# Document segment start

The Current Status of Your Personal Privacy
by Niki Friedrich Raapana, SeattleACL@hotmail.com, August 15, 2001

Since 1994, Seattle's been gathering information for a federal Pilot
Program.  Beginning with Weed & Seed in the blighted urban (HUD) areas of
Central, South, and West, the pilot program maneuvered up Aurora into
privately owned rental properties in University and Roosevelt neighborhoods.
By 2000, under new federal Police Chief Kerlikowske, the entire city became
a designated pilot site for Department of Justice's Human Subjects Research.

The purpose of the research is to find ways to gather personally
identifiable information about everyone in the community. The stated reason
for their need for more data is to identify potential addicts, to prevent
crime, and to reduce fear, and therefore obtaining individual's signed
authorization to gather and analyze personal data is no longer required.

The pilot program asks the more moral community members to identify problem
neighbors to the new community police.  The new, nicer, FBI-COPS investigate
anonymous citizen complaints. In 1999, Seattle COPS assumed authority to
enter 144 private homes without legal warrants, as members of a health team,
to gather data on life-threatening situations.

Part of COPS' innovative surveillance strategies is to have government
employees report to the data team what they see during official visits. 
Under COPS cross-training, City workers must follow the list by logging data
on "identified" signs that indicate a potential threat, reporting on
people's messy kitchens, overflowing dumpsters, dirty children, and noise.

# Document segment end
# Recorded data start

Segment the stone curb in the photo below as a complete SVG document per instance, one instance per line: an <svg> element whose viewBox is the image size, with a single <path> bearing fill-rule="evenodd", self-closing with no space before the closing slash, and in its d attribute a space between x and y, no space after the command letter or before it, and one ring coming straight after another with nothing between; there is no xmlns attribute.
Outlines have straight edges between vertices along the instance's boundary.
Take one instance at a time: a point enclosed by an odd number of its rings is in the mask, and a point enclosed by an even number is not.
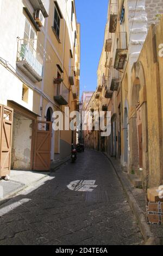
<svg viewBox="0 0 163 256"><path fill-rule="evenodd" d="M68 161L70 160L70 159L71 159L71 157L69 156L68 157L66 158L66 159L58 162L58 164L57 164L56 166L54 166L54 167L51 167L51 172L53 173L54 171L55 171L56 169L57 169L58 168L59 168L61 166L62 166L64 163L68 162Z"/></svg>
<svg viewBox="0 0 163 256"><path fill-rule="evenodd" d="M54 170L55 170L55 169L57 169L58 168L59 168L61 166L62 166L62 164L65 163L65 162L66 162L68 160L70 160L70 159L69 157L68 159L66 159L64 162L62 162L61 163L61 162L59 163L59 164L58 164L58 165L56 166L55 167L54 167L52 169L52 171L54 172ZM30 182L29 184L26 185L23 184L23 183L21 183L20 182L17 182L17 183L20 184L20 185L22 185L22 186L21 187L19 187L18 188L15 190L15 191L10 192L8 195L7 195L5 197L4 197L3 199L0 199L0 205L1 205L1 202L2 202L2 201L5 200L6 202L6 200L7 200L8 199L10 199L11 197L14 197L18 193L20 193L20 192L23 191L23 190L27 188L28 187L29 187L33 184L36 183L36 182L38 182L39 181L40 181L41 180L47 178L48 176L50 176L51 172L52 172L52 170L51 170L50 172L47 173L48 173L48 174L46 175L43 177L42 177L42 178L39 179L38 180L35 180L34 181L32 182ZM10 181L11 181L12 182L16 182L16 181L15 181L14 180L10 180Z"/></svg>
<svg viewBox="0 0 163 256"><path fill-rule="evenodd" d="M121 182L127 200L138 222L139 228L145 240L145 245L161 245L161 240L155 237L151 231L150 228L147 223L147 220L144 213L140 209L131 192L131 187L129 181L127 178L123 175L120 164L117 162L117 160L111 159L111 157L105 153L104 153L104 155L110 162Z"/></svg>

# Recorded data end
# Recorded data start

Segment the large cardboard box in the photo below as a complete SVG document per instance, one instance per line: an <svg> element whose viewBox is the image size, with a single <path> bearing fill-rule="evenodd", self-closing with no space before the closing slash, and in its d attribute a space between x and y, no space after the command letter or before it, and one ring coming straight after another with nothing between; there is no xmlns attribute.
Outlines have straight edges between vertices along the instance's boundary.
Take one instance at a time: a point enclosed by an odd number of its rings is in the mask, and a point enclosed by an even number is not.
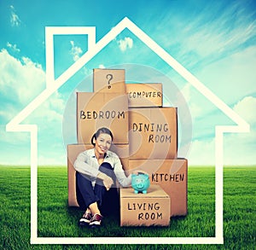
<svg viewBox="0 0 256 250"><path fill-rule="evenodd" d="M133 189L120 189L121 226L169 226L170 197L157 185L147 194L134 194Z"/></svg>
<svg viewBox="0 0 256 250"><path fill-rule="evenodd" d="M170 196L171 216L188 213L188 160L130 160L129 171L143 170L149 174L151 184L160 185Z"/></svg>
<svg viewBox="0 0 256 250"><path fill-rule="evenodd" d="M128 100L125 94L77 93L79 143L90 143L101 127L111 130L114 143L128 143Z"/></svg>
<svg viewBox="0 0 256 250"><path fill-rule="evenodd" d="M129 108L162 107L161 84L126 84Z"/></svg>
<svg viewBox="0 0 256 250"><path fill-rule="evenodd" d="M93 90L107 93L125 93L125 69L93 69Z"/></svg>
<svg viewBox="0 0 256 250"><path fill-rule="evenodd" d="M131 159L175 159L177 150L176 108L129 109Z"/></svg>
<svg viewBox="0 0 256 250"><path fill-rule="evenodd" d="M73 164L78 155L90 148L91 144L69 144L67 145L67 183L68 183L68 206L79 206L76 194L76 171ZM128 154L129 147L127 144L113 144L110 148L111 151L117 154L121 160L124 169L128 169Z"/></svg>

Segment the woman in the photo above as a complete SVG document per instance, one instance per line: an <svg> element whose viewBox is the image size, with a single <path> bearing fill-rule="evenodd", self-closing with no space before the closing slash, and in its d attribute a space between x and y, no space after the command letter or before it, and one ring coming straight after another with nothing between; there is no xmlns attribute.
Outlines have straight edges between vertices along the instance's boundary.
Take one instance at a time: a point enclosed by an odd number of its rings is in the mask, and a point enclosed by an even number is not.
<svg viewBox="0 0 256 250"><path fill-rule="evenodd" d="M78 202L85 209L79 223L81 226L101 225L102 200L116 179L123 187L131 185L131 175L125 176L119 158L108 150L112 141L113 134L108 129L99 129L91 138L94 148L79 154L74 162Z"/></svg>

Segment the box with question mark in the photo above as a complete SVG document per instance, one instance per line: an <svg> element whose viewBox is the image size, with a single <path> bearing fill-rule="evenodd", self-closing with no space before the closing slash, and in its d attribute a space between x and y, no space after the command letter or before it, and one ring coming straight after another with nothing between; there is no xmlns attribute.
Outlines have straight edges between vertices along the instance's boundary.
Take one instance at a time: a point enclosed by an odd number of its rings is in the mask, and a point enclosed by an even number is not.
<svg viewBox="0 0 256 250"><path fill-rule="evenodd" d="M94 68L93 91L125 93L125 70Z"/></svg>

# Recorded data end

To be done:
1: Set down, word for word, the part of the Seattle privacy article that opens with the words containing "By 2000, under" and closes with "no longer required.".
2: Which things does the Seattle privacy article say City workers report on during official visits?
3: Continue the article on Seattle's pilot program and personal privacy from where it stops.

Response list:
1:
By 2000, under new federal Police Chief Kerlikowske, the entire city became
a designated pilot site for Department of Justice's Human Subjects Research.

The purpose of the research is to find ways to gather personally
identifiable information about everyone in the community. The stated reason
for their need for more data is to identify potential addicts, to prevent
crime, and to reduce fear, and therefore obtaining individual's signed
authorization to gather and analyze personal data is no longer required.

2:
- messy kitchens
- overflowing dumpsters
- dirty children
- noise

3:
The #1 life-threatening situation, identified in COPS' Cross-Training
Brochure, by the Seattle Police, is a marijuana growing operation.

In order to create a safer, more "civil society," the government must be
able to determine who has the potential to become a criminal, use/farm
herbs, or become a leader, and they must be able to re-educate or intervene.
  The new government rules by consensus, and they've already collectively
agreed their job is to create moral citizens, via civility laws.

Before they can help/save/incarcerate whoever "may" use drugs, first they
must find out everything they can about everyone in the community. They have
to assess and analyze the mental, emotional, and economic conditions that
predict our potential for asserting, "I control my own body and destiny." 
It's their 21st century version of just say no, to life.

The United Nations promises that by 2020 poverty will be eliminated from the
planet, sooner if governments, NGOS, and World Bank are granted total poetic
liscense to build our capacity for a "sustainable quality of life." Seattle
is cutting edge in their compliance with the communitarian agenda, proudly
testing the merging of individual data into World Bank's master files.  WB
and FBI-COPS both use HUD software to combine U.S. census records with
religious data, school records, consumer data, employment records, personal
interviews, community surveys, Department of Justice NIBR data,* and more.

*The program is called COMPASS, Community Mapping, Analysis, and Planning
for Safety Strategies. Grant #'s: 2000-IJ-CS-K001 and 2001-IJ-CX-K001.  To
find out if you are being used for "Human Subjects Research," contact The
Seattle Privacy Council: Sid Sidorowicz at the Strategic Planning Office, or
Councilmembers Judy Nicastro and Jim Compton. The Seattle Privacy Council
meets next on September 6, 2001, 10am, at the Municipal Building.  (They
haven't closed these meetings yet, tho they may try.  DON wrote a policy to
close COMPASS-Neighborhood Action Teams, NATS meetings, in October, 1999, to
"protect the privacy of citizens under investigation.")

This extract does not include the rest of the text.